Segment Open
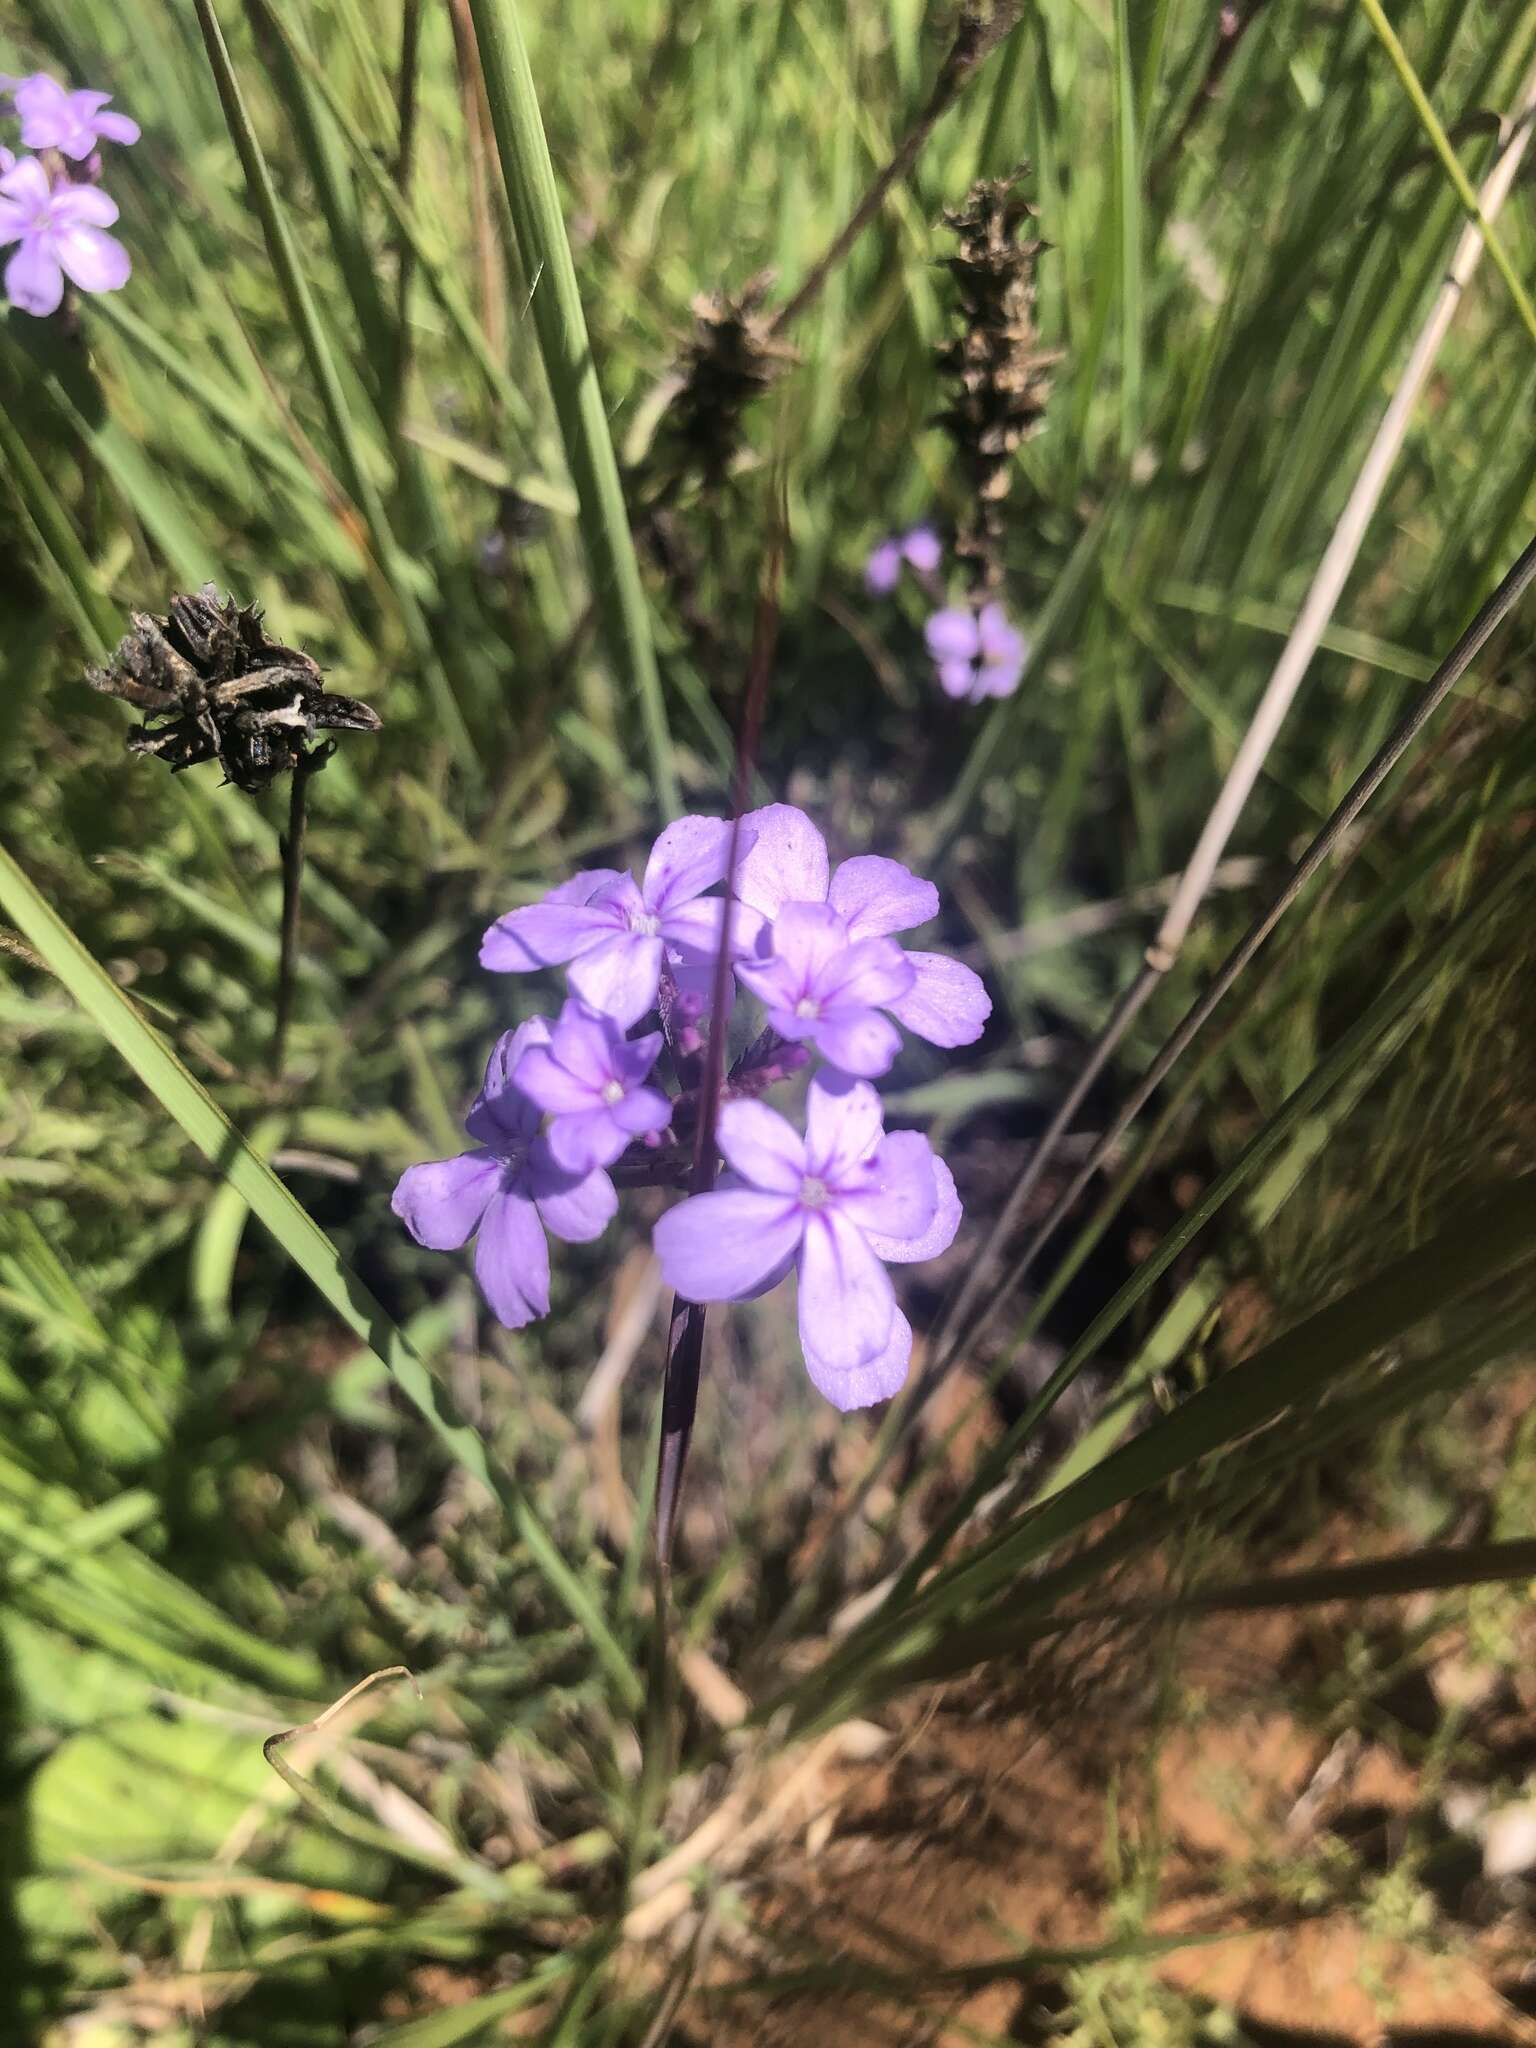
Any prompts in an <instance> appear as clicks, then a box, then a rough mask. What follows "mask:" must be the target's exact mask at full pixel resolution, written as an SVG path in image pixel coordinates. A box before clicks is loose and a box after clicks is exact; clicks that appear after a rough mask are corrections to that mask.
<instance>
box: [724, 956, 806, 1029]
mask: <svg viewBox="0 0 1536 2048" xmlns="http://www.w3.org/2000/svg"><path fill="white" fill-rule="evenodd" d="M735 979H737V981H739V983H741V987H743V989H745V991H748V993H750V995H756V997H758V1001H760V1004H768V1008H770V1010H786V1012H788V1014H791V1016H793V1014H795V1004H797V1001H799V999H801V995H803V991H805V977H803V975H801V973H799V971H797V969H795V967H791V963H788V961H780V958H772V961H737V963H735ZM774 1028H776V1026H774Z"/></svg>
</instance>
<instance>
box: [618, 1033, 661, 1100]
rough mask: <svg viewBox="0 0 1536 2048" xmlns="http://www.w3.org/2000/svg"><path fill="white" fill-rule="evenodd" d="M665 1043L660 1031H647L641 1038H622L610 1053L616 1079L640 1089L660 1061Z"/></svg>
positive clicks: (625, 1086) (627, 1085) (631, 1086)
mask: <svg viewBox="0 0 1536 2048" xmlns="http://www.w3.org/2000/svg"><path fill="white" fill-rule="evenodd" d="M664 1042H666V1040H664V1038H662V1032H659V1030H647V1032H643V1034H641V1036H639V1038H621V1040H618V1042H616V1044H614V1047H612V1053H610V1061H612V1071H614V1077H616V1079H621V1081H623V1083H625V1087H639V1083H641V1081H643V1079H645V1075H647V1073H649V1071H651V1067H653V1065H655V1061H657V1059H659V1055H662V1044H664Z"/></svg>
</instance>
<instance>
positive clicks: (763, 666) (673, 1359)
mask: <svg viewBox="0 0 1536 2048" xmlns="http://www.w3.org/2000/svg"><path fill="white" fill-rule="evenodd" d="M778 492H780V498H778V502H776V504H774V512H772V522H770V532H768V559H766V563H764V575H762V588H760V592H758V612H756V621H754V631H752V662H750V668H748V686H745V692H743V705H741V729H739V733H737V743H735V774H733V778H731V852H729V856H727V862H725V905H727V907H725V915H723V920H721V944H719V952H717V954H715V989H713V999H711V1012H709V1044H707V1047H705V1065H702V1075H700V1083H698V1124H696V1128H694V1167H692V1176H690V1182H688V1188H690V1192H692V1194H707V1192H709V1190H711V1188H713V1186H715V1167H717V1147H715V1122H717V1118H719V1108H721V1096H723V1090H725V1024H727V1010H725V997H727V993H729V985H731V905H733V903H735V868H737V860H739V854H741V811H743V809H745V803H748V791H750V788H752V774H754V768H756V764H758V743H760V739H762V713H764V705H766V700H768V672H770V668H772V659H774V641H776V639H778V584H780V575H782V565H784V537H786V530H788V514H786V510H784V502H782V475H780V477H778ZM702 1356H705V1311H702V1307H700V1305H698V1303H690V1300H684V1298H682V1296H676V1298H674V1303H672V1323H670V1327H668V1364H666V1382H664V1389H662V1450H659V1454H657V1468H655V1556H657V1567H659V1575H662V1583H664V1585H668V1583H670V1571H672V1538H674V1534H676V1526H678V1505H680V1501H682V1473H684V1466H686V1462H688V1444H690V1440H692V1427H694V1409H696V1405H698V1376H700V1368H702Z"/></svg>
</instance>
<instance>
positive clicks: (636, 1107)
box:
Segment Closed
Task goal = Arrange every line of the listing above as a numbered list, skipping blank lines. Leave out the pictures.

The completed task =
1. Any prompts in an <instance> appear as clicks, then a box, then a rough mask. What follows "mask:" must be the target's exact mask at full pixel resolution, written as an SVG path in image pixel coordinates. A box before clicks is loose and a box after clicks is exact; clicks that appear after a rough mask are corrections to that mask.
2. <instance>
3. box: [724, 956, 806, 1029]
4. mask: <svg viewBox="0 0 1536 2048" xmlns="http://www.w3.org/2000/svg"><path fill="white" fill-rule="evenodd" d="M735 979H737V981H739V983H741V987H743V989H745V991H748V993H750V995H756V997H758V1001H760V1004H768V1008H770V1010H786V1012H788V1014H791V1016H793V1014H795V1004H797V1001H799V999H801V995H803V991H805V977H803V975H801V973H799V971H797V969H795V967H791V963H788V961H780V958H772V961H737V963H735ZM774 1028H776V1026H774Z"/></svg>
5. </instance>
6. <instance>
7. box: [618, 1033, 661, 1100]
8. rough mask: <svg viewBox="0 0 1536 2048" xmlns="http://www.w3.org/2000/svg"><path fill="white" fill-rule="evenodd" d="M665 1043L660 1031H647L641 1038H622L610 1053L616 1079L640 1089L660 1061Z"/></svg>
9. positive clicks: (625, 1086) (627, 1085) (631, 1086)
10. mask: <svg viewBox="0 0 1536 2048" xmlns="http://www.w3.org/2000/svg"><path fill="white" fill-rule="evenodd" d="M664 1042H666V1040H664V1038H662V1032H659V1030H647V1032H643V1034H641V1036H639V1038H621V1040H618V1042H616V1044H614V1047H612V1053H610V1061H612V1071H614V1077H616V1079H621V1081H623V1083H625V1087H639V1083H641V1081H643V1079H645V1075H647V1073H649V1071H651V1067H653V1065H655V1061H657V1059H659V1055H662V1044H664Z"/></svg>
11. </instance>
12. <instance>
13. positive clicks: (763, 666) (673, 1359)
14. mask: <svg viewBox="0 0 1536 2048" xmlns="http://www.w3.org/2000/svg"><path fill="white" fill-rule="evenodd" d="M778 492H780V498H778V502H776V504H774V512H772V522H770V532H768V559H766V563H764V575H762V588H760V592H758V612H756V621H754V631H752V662H750V668H748V686H745V692H743V705H741V729H739V733H737V743H735V774H733V778H731V852H729V856H727V862H725V905H727V907H725V915H723V920H721V944H719V952H717V954H715V989H713V999H711V1012H709V1044H707V1047H705V1065H702V1075H700V1083H698V1124H696V1128H694V1167H692V1176H690V1182H688V1188H690V1192H692V1194H707V1192H709V1190H711V1188H713V1186H715V1167H717V1147H715V1122H717V1118H719V1108H721V1096H723V1090H725V1024H727V1010H725V997H727V993H729V985H731V905H733V903H735V868H737V860H739V854H741V811H743V809H745V803H748V791H750V788H752V774H754V768H756V764H758V743H760V739H762V713H764V705H766V700H768V672H770V668H772V659H774V641H776V639H778V584H780V575H782V565H784V537H786V530H788V514H786V510H784V502H782V475H780V477H778ZM702 1356H705V1311H702V1307H700V1305H698V1303H690V1300H684V1298H682V1296H676V1298H674V1303H672V1323H670V1327H668V1364H666V1382H664V1389H662V1450H659V1454H657V1468H655V1556H657V1567H659V1575H662V1583H664V1585H668V1583H670V1571H672V1538H674V1534H676V1526H678V1505H680V1501H682V1473H684V1466H686V1462H688V1444H690V1440H692V1427H694V1409H696V1405H698V1376H700V1368H702Z"/></svg>
15. </instance>
16. <instance>
17. positive clicks: (636, 1107)
18. box:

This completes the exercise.